Given text
☆ ☆ ☆ ☆

# Missing Isopods



## Crestieguy (Aug 14, 2019)

I am setting up a bioactive vivarium for a Crested Gacko I plan to get. I added about 30 isopods (that I dug up from my yard). Most of them immediately climbied up the background, and for the next day or so I observed a few of them there. After that I have not seen any of them. I've dug through the substrate quite a bit, and put some potato slices on the substrate hoping to then find them underneath, but nothing. The day after I put them in, I saw one crawling on the table outside the vivarium, so it must have escaped. There are a couple small gaps where the door doesn't fit completely tight, so I suppose one could squeeze out if it was really trying. The humidity in the enclosure is pretty high, I spray at least twice a day and according to my hygrometer it fluctuates between about 80%-99%.

☆ ☆ ☆ ☆

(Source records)
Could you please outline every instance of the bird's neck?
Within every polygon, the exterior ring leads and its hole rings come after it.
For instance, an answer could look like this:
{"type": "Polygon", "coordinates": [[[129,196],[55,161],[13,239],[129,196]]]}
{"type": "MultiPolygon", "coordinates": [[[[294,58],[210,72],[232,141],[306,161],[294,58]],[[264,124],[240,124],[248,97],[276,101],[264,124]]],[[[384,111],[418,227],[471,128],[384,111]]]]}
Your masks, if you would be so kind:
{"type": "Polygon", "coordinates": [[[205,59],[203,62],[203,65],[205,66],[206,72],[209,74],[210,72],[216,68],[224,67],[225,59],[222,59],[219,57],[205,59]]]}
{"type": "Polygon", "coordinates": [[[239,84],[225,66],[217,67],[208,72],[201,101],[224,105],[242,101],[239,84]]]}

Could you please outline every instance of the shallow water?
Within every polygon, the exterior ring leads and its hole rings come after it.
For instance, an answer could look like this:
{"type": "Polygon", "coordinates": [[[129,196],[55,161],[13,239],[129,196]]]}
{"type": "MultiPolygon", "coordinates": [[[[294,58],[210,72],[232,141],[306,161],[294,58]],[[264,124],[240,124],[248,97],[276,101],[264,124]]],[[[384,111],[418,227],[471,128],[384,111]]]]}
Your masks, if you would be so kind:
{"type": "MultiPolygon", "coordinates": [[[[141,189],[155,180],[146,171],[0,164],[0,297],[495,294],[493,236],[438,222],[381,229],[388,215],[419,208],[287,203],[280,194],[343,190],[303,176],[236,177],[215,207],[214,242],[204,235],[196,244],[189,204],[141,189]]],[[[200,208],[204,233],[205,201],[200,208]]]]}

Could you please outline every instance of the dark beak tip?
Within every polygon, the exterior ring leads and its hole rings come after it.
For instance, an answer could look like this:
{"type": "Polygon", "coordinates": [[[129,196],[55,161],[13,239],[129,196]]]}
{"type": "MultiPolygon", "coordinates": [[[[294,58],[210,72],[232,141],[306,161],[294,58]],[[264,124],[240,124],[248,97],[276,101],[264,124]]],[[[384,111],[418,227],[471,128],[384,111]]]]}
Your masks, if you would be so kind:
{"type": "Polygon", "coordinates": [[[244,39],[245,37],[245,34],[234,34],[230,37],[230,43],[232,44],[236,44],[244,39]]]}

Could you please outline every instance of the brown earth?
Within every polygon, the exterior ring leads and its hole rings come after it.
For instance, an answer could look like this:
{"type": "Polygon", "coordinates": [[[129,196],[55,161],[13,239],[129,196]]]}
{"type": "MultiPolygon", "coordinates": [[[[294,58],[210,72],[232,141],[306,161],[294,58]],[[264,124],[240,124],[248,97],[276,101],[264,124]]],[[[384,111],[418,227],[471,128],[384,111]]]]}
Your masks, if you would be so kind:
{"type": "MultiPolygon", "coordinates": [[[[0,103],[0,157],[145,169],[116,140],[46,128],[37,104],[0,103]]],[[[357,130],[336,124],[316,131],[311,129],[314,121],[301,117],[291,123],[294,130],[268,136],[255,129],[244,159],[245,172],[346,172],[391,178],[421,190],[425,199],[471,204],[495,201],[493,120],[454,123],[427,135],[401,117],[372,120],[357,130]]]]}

☆ ☆ ☆ ☆

Given request
Continue the forum thread about the missing isopods, starting right after its last sentence. The entries come from a separate source.

Right answer
So my questions are:

1) Is it common for isopods to try and "escape" their enclosure if it is not super tightly sealed?

2) Does the fact that I don't see any in there indicate that they actually escaped, or is it more likely that they are just hidden deep in the substrate where my moderate digging wouldn't find them?


----------



## hydrophyte (Jun 5, 2009)

I don't have them.


----------



## fishingguy12345 (Apr 7, 2019)

Crestieguy said:


> I am setting up a bioactive vivarium for a Crested Gacko I plan to get. I added about 30 isopods (that I dug up from my yard). Most of them immediately climbied up the background, and for the next day or so I observed a few of them there. After that I have not seen any of them. I've dug through the substrate quite a bit, and put some potato slices on the substrate hoping to then find them underneath, but nothing. The day after I put them in, I saw one crawling on the table outside the vivarium, so it must have escaped. There are a couple small gaps where the door doesn't fit completely tight, so I suppose one could squeeze out if it was really trying. The humidity in the enclosure is pretty high, I spray at least twice a day and according to my hygrometer it fluctuates between about 80%-99%.
> 
> 
> 
> ...


1) yes , they will try to escape by exploring around the enclosure

2) it's more likely that most of them are still in the tank than escaped.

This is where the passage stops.